One Safety Integrity Level (SIL) Does Not Fit All: SIL Misuse and Unsafe Operational Conditions

The Safety Integrity Level (SIL) is a hazard analysis and risk mitigation method that is used to ensure electronic systems based safety functions such as fire and gas detection are fit for purpose. More recently, we have seen SIL being proposed as an OEM specification for rig operational systems such as blowout preventers (BOP) and drilling equipment. Using SIL as an OEM equipment specification often precludes many of the hazard analysis and risk mitigation activities that ensure the required safety levels are met. This represents a significant misuse of the SIL method and that can lead to unsafe and potentially dangerous operational conditions.

The SIL method was originally developed as a way to quantify the integrity requirements of a safety function, specifically a Safety Instrumented Function (SIF). While there are several safety standards that describe a SIL method, IEC 61508 provides the method most appropriate to ensuring safety in the drilling industry.

In IEC 61508, the integrity requirement is quantified as a “probability of failure to perform its intended function on demand (PFD)” for low demand safety functions, or as an “average frequency of a dangerous failure of the safety function (PFH)” for a high demand safety function. Tables 2 and 3 of IEC 61508-1 quantify SIL as a level from 1 to 4, with each level representing an additional order of magnitude of reduction of PFD or PFH.

## STORED DATA
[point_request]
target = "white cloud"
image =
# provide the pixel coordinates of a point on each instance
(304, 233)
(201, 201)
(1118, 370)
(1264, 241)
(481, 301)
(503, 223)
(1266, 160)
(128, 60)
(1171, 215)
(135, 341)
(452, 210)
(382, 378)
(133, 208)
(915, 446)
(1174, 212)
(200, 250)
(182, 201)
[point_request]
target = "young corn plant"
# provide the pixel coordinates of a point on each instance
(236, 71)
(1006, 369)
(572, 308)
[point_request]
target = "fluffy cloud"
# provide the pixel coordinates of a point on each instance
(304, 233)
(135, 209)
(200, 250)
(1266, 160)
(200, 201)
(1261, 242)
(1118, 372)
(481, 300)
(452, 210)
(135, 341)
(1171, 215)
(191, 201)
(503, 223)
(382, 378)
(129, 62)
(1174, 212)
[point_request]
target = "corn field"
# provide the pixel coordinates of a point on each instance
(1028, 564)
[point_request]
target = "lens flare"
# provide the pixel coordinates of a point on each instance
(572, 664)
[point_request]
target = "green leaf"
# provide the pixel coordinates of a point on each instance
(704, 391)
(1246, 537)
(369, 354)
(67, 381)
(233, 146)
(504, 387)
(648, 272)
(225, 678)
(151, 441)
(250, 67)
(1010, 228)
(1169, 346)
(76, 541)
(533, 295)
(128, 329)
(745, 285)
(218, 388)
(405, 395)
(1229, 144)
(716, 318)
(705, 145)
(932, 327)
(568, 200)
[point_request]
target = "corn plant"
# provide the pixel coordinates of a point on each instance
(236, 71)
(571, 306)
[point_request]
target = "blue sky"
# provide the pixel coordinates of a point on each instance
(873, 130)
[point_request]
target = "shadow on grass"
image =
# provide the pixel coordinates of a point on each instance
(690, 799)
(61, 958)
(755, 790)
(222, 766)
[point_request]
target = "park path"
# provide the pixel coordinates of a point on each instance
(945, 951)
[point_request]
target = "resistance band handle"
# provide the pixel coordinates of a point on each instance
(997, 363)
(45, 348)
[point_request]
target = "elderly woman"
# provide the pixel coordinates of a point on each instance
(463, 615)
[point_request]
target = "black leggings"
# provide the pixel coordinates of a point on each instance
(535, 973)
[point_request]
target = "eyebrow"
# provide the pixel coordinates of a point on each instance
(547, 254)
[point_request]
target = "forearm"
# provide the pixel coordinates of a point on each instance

## EXERCISE SET
1 > In the passage on SIL misuse, translate this sentence into Spanish: "The SIL method was originally developed as a way to quantify the integrity requirements of a safety function, specifically a Safety Instrumented Function (SIF)."
2 > Condense the paragraph of the passage on SIL misuse that begins "The Safety Integrity Level (SIL) is a hazard analysis" into fewer words, keeping its main facts.
3 > Write the next paragraph of the passage on SIL misuse, picking up after its final sentence.

## EXERCISE RESULTS
1 > El método SIL se desarrolló originalmente como una forma de cuantificar los requisitos de integridad de una función de seguridad, en concreto de una Función Instrumentada de Seguridad (SIF).

2 > SIL is a hazard analysis and risk mitigation method for making sure electronic safety functions, such as fire and gas detection, are fit for purpose. Lately it has been proposed as an OEM specification for rig operational systems like blowout preventers and drilling equipment. Used that way, it often skips the hazard analysis and risk mitigation work that ensures required safety levels are met. That is a significant misuse that can lead to unsafe and potentially dangerous operational conditions.

3 >
Given that a SIL can be directly related to a probability of failure on demand, one might assume that SIL could be used as an equipment specification for reliability. However, because SIL is not an equipment specification this use would dangerously misrepresent the capability of the equipment. Rather, SIL is a quantification of the required additional risk reduction to be provided by one or more safety functions (the SIFs). The correct usage of SIL is:

1. Use proper hazard analysis and risk mitigation techniques to evaluate the capability of the system as designed
2. Determine if the system as designed can provide risk levels that are acceptable
3. If it cannot, quantify the gap as a SIL and provide additional safety functions to deliver the SIL

For example, following a comprehensive hazard analysis and risk mitigation process, it is determined that for a particular well control system, an additional 10-3 reduction in PFD of the system is required. This translates into a requirement for a SIL 2 safety function.

Note that this does not mean that you can simply acquire a BOP that the OEM specifies as SIL 2 (indicating that the BOP has a probability of failure on demand once every 100 to 1,000 years). While this is important information when selecting a BOP, it tells us nothing about the BOPs ability to provide a SIL 2 safety function for your specific well. To understand that, we must first understand “failure” and “demand” (the “F” and “D” in PFD) in the context of the hazard analysis and risk mitigation for the specific well control environment. As used above, “Failure” is defined as the inability to perform an intended function and “Demand” is the action of triggering the function.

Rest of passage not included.